**EXERCISE PROMPT**
Transcribe the material in full, exactly as written.
# # # # # # #
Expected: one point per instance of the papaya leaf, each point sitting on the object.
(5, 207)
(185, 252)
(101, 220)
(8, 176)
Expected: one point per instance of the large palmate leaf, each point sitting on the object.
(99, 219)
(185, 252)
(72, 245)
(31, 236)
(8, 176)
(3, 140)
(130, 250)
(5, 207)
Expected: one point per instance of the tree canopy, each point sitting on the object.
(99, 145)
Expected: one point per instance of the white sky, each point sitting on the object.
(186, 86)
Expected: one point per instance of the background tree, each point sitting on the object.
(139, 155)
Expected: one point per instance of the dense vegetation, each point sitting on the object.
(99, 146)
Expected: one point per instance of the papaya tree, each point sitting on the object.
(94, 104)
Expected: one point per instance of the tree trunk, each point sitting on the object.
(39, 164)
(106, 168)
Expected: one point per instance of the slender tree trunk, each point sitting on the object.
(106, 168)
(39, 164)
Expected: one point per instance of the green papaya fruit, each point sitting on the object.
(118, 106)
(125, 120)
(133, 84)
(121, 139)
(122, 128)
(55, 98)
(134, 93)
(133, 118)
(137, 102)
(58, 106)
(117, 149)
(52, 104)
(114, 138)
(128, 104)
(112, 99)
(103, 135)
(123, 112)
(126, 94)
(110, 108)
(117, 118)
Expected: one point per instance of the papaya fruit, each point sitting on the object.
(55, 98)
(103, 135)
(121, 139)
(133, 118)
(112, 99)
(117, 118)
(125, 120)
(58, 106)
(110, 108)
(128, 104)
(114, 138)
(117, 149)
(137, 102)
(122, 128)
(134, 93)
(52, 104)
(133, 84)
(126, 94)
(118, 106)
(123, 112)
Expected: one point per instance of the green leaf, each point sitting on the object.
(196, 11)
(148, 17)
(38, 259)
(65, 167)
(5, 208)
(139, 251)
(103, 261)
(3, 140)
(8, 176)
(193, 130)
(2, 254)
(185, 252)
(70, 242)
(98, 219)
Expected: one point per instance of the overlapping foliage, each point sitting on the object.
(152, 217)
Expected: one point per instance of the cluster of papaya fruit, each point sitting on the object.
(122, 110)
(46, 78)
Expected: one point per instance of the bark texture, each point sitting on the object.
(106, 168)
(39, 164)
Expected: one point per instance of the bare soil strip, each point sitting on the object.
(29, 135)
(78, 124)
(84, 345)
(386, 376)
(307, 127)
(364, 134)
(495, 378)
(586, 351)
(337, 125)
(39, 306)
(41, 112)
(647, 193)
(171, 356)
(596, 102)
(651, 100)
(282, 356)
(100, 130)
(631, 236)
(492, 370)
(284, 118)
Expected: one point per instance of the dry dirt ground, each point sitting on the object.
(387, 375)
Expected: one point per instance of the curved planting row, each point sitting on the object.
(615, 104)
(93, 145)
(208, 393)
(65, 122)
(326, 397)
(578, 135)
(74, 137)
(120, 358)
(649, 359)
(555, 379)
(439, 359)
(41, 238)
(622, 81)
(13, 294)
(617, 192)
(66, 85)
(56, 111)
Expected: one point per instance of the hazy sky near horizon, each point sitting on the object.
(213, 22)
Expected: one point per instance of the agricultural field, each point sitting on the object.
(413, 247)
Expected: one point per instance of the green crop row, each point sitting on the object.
# # # # # # #
**WORKED SOLUTION**
Expected: one point per instance of the papaya leaf, each point sitting on the object.
(5, 207)
(185, 252)
(101, 220)
(8, 176)
Expected: one point per instance of the large palmate leaf, each point sitting on the object.
(99, 219)
(185, 252)
(72, 245)
(31, 236)
(8, 176)
(3, 140)
(130, 250)
(5, 207)
Expected: one point per instance of the tree canopy, each point sitting on the object.
(99, 145)
Expected: one point per instance of the white sky, each point sitting on the object.
(186, 86)
Expected: one point per instance of the background tree, each point sitting on the object.
(139, 155)
Expected: one point per instance of the dense vegetation, each point sitting on the object.
(99, 146)
Expected: one point per instance of the papaya tree, each point sitting on the object.
(94, 104)
Expected: one point per instance of the tree trunk, each point sitting on the object.
(39, 164)
(106, 168)
Expected: one point per instance of the slender tree trunk, each point sitting on the object.
(106, 168)
(39, 164)
Expected: one point per instance of the green papaya fruit, each point sitting on the object.
(118, 106)
(125, 120)
(133, 84)
(121, 139)
(122, 128)
(55, 98)
(134, 93)
(133, 118)
(137, 102)
(58, 106)
(117, 149)
(52, 104)
(114, 138)
(128, 104)
(112, 99)
(103, 135)
(123, 112)
(126, 94)
(110, 108)
(117, 118)
Expected: one point per instance of the papaya fruit, each point sitting on the object.
(55, 98)
(103, 135)
(121, 139)
(133, 118)
(112, 99)
(117, 118)
(125, 120)
(58, 106)
(110, 108)
(128, 104)
(114, 138)
(117, 149)
(137, 102)
(122, 128)
(134, 93)
(52, 104)
(133, 84)
(126, 94)
(118, 106)
(123, 112)
Expected: one point per instance of the green leaf, each point sitting on the object.
(196, 11)
(148, 17)
(38, 259)
(65, 167)
(5, 208)
(139, 251)
(103, 261)
(3, 140)
(8, 176)
(193, 130)
(2, 254)
(185, 252)
(70, 242)
(98, 219)
Expected: one point per instance of the overlapping foliage, each point sitting on the object.
(152, 217)
Expected: one point per instance of the cluster of papaya fruit, each point sitting on the object.
(122, 110)
(46, 78)
Expected: one point per instance of the bark texture, each point sitting on the object.
(106, 168)
(39, 164)
Expected: one point per instance of the bare soil strip, each point sitting on the object.
(29, 135)
(78, 124)
(84, 345)
(386, 376)
(307, 127)
(364, 134)
(495, 378)
(586, 351)
(337, 125)
(39, 306)
(41, 112)
(647, 193)
(171, 356)
(596, 102)
(651, 100)
(282, 356)
(100, 130)
(631, 236)
(492, 370)
(284, 118)
Expected: one point per instance of the dry dirt ground, each point sitting on the object.
(387, 375)
Expected: one point per instance of the curved planting row, each point sitting on the object.
(615, 104)
(93, 145)
(208, 393)
(65, 122)
(326, 397)
(578, 135)
(74, 137)
(120, 358)
(649, 359)
(555, 379)
(439, 359)
(41, 238)
(622, 81)
(13, 294)
(617, 192)
(66, 85)
(56, 111)
Expected: one point per instance of the hazy sky near horizon, each point sitting on the object.
(213, 22)
Expected: one point per instance of the agricultural field, each point sitting on the object.
(413, 247)
Expected: one point per instance of the green crop row, each point sitting on the object.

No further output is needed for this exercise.